** start of Document extract **
If there is a ‘bond bubble’ – it is a result of excessive monetary TIGHTENING

Among ‘internet Austrians’ there is an idea that there is gigantic bubble in the global bond markets and when this bubble bursts then the world will come to an end (again…).

The people who have these ideas are mostly people who never really studied any economics and who get most of their views on economics from reading more or less conspiratorial “Austrian” school websites. Just try to ask them and they will tell you they never have read any economic textbooks and most of them did not even read Austrian classics as “Human Action”. So in that sense why should we worry about these views?

And why blog about it? Well, because it is not only internet Austrians who have these ideas. Unfortunately many central bankers seem to have the same kind of views.

Just have a look at this from the the Guardian:

A key Bank of England policymaker has warned of the risks to global financial stability when “the biggest bond bubble in history” bursts.
** end of Document extract **
Exercise task 1: From the post on the bond bubble, extract the passage from "The people who" up to and including "about these views?".
** start of Provided material **
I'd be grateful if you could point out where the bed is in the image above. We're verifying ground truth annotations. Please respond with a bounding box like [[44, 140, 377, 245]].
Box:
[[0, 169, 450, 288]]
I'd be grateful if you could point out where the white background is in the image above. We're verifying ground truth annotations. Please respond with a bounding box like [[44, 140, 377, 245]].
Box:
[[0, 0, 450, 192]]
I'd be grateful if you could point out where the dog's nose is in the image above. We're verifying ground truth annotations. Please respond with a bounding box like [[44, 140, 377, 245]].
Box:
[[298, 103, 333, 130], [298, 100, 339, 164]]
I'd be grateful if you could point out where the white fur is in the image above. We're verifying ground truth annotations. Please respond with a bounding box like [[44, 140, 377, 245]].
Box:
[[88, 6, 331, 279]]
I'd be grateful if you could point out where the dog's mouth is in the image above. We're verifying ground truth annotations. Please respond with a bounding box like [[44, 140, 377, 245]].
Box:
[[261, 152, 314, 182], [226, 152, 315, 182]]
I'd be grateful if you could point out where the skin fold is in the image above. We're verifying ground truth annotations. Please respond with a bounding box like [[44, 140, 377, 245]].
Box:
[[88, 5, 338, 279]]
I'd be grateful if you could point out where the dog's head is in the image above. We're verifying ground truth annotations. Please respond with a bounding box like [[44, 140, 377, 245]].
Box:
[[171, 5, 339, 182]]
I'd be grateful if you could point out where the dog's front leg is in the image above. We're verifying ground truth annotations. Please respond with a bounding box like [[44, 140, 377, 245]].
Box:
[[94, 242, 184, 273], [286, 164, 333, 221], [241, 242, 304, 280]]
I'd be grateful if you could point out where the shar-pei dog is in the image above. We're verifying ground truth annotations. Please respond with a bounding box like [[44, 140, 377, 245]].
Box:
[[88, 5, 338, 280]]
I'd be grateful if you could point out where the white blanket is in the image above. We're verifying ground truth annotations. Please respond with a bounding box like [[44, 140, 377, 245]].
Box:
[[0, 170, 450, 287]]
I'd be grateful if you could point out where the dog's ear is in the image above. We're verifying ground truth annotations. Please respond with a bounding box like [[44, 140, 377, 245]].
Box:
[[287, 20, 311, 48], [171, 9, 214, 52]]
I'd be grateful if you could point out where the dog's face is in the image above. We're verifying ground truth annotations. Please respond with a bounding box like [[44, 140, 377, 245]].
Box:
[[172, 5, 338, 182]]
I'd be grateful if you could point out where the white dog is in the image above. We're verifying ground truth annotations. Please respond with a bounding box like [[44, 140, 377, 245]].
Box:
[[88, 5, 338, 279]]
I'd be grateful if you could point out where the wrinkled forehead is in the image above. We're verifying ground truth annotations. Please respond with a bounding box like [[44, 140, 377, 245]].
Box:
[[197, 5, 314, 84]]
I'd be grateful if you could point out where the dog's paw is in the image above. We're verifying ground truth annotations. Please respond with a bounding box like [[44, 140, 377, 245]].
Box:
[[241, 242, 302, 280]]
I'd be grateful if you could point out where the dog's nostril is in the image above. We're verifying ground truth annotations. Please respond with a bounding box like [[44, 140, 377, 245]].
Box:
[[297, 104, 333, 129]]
** end of Provided material **
Exercise task 2: Convert the lines of the rows from the line with "I'd be grateful if you could point out where the shar-pei" up to and including the line with "[[88, 5, 338, 280]]" into a numbered list, omitting blank lines.

Finished answer 1:
The people who have these ideas are mostly people who never really studied any economics and who get most of their views on economics from reading more or less conspiratorial “Austrian” school websites. Just try to ask them and they will tell you they never have read any economic textbooks and most of them did not even read Austrian classics as “Human Action”. So in that sense why should we worry about these views?

Finished answer 2:
1. I'd be grateful if you could point out where the shar-pei dog is in the image above. We're verifying ground truth annotations. Please respond with a bounding box like [[44, 140, 377, 245]].
2. Box:
3. [[88, 5, 338, 280]]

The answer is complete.